-- Opening Marker --

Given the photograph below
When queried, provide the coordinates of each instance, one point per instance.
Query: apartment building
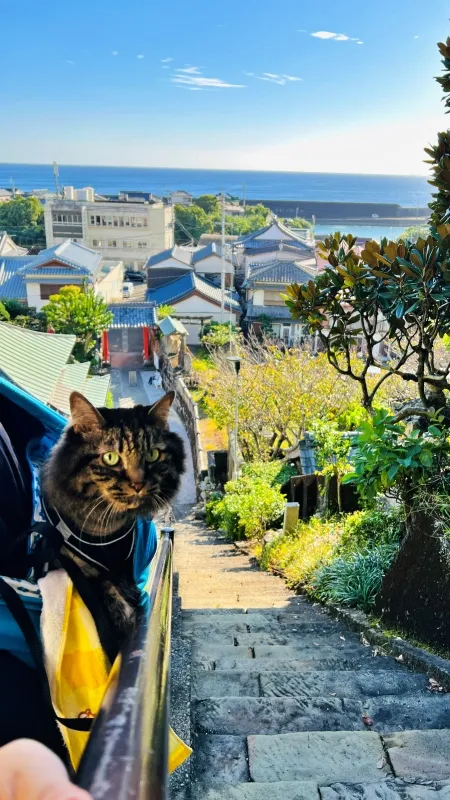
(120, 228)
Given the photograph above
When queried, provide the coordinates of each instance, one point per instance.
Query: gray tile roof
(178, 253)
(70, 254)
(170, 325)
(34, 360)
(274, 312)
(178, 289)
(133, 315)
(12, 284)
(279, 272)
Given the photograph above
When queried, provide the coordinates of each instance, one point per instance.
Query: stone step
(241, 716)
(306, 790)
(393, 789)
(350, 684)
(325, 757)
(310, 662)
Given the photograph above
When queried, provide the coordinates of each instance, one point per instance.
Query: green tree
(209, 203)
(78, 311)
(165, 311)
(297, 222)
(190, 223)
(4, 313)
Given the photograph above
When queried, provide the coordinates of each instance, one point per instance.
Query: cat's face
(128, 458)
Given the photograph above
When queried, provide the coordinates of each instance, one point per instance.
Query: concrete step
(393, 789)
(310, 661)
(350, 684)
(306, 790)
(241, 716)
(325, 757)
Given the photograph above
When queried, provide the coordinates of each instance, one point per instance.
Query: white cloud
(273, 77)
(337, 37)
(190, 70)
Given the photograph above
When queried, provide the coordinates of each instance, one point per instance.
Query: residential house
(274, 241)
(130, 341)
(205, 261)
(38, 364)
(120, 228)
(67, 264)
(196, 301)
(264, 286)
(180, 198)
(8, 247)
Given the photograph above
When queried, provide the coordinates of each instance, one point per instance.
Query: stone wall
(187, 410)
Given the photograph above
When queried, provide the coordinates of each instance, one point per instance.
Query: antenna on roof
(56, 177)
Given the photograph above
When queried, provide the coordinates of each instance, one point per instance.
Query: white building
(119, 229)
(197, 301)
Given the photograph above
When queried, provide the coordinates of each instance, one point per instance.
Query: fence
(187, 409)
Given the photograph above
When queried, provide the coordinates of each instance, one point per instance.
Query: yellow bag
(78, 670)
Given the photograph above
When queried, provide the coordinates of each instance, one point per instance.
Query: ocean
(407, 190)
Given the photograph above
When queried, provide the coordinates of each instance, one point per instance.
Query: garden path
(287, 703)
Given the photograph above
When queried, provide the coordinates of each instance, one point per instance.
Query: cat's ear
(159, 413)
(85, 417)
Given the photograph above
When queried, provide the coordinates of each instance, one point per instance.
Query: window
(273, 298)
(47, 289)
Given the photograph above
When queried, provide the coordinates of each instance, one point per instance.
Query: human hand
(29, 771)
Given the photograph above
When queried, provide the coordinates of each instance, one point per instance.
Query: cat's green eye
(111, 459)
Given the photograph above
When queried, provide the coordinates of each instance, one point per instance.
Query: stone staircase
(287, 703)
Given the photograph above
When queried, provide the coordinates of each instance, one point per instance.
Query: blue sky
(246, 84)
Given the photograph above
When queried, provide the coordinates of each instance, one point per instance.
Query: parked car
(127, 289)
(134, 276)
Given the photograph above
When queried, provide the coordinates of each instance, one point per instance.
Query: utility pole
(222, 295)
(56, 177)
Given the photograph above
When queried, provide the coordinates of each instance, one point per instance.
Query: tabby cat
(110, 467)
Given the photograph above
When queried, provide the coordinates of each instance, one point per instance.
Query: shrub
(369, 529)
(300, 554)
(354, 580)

-- Closing Marker --

Set down each entry again exactly as written. Pictures stay out.

▸ Result for this exercise
Given the photograph below
When queried, provide the coordinates of each instance, one point per instance.
Query: apartment building
(120, 228)
Given the photograph above
When queried, provide the coordinates of each instance, one point per instance.
Query: gray tile roof
(178, 253)
(70, 254)
(170, 325)
(34, 360)
(274, 312)
(178, 289)
(133, 315)
(12, 284)
(279, 272)
Given the photograph above
When queried, provide the coordinates of each instance, one point per instance.
Query: stone step
(241, 716)
(306, 790)
(393, 789)
(350, 684)
(325, 757)
(310, 662)
Given the photograph above
When queried, provide the coordinates of each instance, one point per instance.
Query: green tree
(209, 203)
(78, 311)
(165, 311)
(297, 222)
(190, 223)
(4, 313)
Given the photograph above
When queried, provide the coordinates of each instance, one point per instance.
Query: cat's face
(128, 458)
Given the photograph above
When queried, provide the coordinates of each instance, one point per instance.
Query: concrete step
(393, 789)
(310, 661)
(350, 684)
(306, 790)
(241, 716)
(325, 757)
Given the photograph above
When queried, provide the coordinates of each instance, one point per instance.
Query: white cloud
(273, 77)
(337, 37)
(190, 70)
Given the photograph above
When queried, provide the coordinates of each instance, one point per instance.
Query: residential house
(274, 241)
(130, 341)
(205, 261)
(38, 364)
(120, 228)
(67, 264)
(196, 301)
(264, 286)
(180, 198)
(8, 247)
Given the photograph above
When queried, provide the coordinates of each instance, one point per instance.
Query: stone wall
(187, 410)
Given the photograph above
When queried, provide the coordinates of each instance, one point per instance.
Query: antenna on roof
(56, 177)
Given the photograph above
When queried, provide the coordinates of each instance, one point per instance.
Query: white building
(119, 229)
(197, 301)
Given the photograph above
When queried, provide the coordinates of each instance, one point per instance.
Query: fence
(187, 409)
Given the photograph above
When queried, provide the coordinates of each instance, one point per instance.
Query: yellow bag
(78, 670)
Given the photograph above
When queried, provide the coordinates of each instance, one point per instance.
Query: ocean
(407, 190)
Given the photograph above
When queried, provide the coordinates of each instance, one point per instance.
Query: garden path
(287, 703)
Given the photograph above
When queried, provide the coordinates of each instance, one point per instance.
Query: cat's ear
(159, 413)
(85, 417)
Given the photograph above
When queried, provide the coordinates of each instance, one point per instance.
Query: window
(273, 298)
(47, 289)
Given the photograph above
When queried, provide the coordinates of each instance, one point per instance.
Query: human hand
(29, 771)
Given the photograph above
When queried, provide the coordinates of each instance, one point per instance.
Query: cat's green eye
(111, 459)
Given the photograph above
When queried, provide the coordinates of each instance, one point per instance.
Query: stone staircase
(287, 703)
Given the photograph above
When queried, provide the coordinates of each instance, one point per instance.
Query: blue sky
(246, 84)
Given the photograph above
When queried, provide the coordinates of each instance, one point per instance.
Query: parked car
(127, 289)
(134, 276)
Given the photograph above
When queried, provide the coordinates of each instance, one point per instance.
Query: utility pole
(222, 295)
(56, 177)
Given the photograph above
When queried, provide the coordinates of each instance, one point per instance.
Query: tabby cat
(110, 467)
Given the photograph above
When queried, provide the coordinates of each instance, one point per instance.
Query: shrub
(369, 529)
(300, 554)
(354, 580)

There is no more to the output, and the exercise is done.